▶ **Directions for this task**: Using the listing below, please print exactly the lines from the one with "137L223 168L235 169L231" through the one with "positive clicks: (312, 186)". Leave out every picture.

▶ **Excerpted records**:
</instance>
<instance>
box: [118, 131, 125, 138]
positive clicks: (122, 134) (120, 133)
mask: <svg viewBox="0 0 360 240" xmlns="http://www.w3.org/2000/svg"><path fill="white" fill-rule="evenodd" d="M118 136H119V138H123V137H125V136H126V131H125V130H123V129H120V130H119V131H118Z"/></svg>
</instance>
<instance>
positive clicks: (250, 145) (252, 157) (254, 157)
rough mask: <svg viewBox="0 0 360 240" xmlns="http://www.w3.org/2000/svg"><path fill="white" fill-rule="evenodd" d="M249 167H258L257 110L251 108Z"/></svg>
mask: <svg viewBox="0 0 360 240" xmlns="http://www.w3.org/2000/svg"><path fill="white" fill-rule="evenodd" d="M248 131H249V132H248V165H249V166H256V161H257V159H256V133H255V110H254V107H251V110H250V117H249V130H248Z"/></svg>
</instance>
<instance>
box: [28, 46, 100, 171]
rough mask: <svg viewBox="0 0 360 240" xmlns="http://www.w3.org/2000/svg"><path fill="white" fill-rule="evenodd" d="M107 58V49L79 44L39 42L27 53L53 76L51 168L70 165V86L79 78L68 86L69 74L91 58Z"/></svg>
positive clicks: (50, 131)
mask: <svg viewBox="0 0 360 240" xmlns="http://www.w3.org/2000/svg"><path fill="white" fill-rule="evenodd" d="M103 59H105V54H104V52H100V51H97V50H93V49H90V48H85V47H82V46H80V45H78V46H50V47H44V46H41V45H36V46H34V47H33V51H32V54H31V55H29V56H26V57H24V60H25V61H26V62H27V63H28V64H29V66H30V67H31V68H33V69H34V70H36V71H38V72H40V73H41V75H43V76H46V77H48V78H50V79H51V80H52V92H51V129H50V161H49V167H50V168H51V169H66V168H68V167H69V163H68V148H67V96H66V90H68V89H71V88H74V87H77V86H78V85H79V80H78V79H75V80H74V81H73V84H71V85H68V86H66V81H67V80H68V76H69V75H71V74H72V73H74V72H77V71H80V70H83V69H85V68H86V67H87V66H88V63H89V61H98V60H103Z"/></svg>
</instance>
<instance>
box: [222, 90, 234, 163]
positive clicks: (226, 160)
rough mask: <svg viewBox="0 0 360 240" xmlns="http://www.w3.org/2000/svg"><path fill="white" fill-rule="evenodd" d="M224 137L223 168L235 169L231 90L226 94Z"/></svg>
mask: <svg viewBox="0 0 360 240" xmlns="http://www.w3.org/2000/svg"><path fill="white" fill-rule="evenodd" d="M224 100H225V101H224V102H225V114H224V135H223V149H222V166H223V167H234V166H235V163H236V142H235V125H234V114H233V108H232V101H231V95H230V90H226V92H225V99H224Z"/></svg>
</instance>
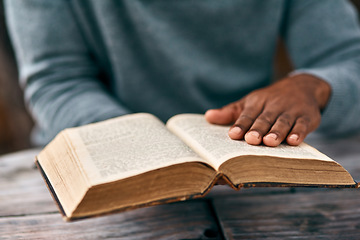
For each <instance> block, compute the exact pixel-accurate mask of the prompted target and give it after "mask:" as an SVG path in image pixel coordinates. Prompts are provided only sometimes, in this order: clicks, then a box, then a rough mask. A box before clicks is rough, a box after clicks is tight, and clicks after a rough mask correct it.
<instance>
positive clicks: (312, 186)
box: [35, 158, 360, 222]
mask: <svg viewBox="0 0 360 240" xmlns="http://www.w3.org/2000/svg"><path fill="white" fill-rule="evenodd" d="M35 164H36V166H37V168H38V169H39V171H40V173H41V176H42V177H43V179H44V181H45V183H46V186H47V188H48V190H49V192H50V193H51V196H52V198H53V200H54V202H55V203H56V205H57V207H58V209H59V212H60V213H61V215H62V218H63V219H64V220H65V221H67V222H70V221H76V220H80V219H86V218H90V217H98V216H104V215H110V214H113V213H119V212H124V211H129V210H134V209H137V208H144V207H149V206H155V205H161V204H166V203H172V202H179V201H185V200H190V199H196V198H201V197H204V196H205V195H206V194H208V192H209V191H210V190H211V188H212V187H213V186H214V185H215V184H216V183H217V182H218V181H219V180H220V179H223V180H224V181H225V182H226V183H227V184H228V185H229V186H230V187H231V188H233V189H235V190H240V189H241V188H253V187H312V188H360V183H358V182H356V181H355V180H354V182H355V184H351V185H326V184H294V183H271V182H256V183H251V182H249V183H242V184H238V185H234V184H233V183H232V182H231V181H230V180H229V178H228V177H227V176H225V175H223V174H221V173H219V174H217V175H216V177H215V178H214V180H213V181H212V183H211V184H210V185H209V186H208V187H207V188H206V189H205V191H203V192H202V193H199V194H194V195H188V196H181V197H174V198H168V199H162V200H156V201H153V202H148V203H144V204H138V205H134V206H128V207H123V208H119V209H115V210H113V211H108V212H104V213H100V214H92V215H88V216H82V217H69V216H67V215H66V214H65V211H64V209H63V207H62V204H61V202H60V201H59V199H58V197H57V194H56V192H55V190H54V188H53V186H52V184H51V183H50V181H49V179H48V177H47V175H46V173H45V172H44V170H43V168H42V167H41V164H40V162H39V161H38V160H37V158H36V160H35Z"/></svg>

▶ **Your response**:
rough mask: <svg viewBox="0 0 360 240" xmlns="http://www.w3.org/2000/svg"><path fill="white" fill-rule="evenodd" d="M224 137L223 168L235 169L231 90L226 94Z"/></svg>
mask: <svg viewBox="0 0 360 240" xmlns="http://www.w3.org/2000/svg"><path fill="white" fill-rule="evenodd" d="M224 100H225V101H224V102H225V114H224V135H223V149H222V166H223V167H234V166H235V163H236V142H235V125H234V114H233V108H232V101H231V95H230V90H226V92H225V99H224Z"/></svg>
</instance>
For each <instance> block, compute the exact pixel-accurate mask of the prompted target and give it after "mask:" as an SVG path in image pixel coordinates. Prompts are provided only sometimes, in this order: clicks, then a box, then a rough mask. A box before clicks is rough, a box after clicks is tight, and clicks after a rough mask correct it.
<instance>
positive clicks: (312, 186)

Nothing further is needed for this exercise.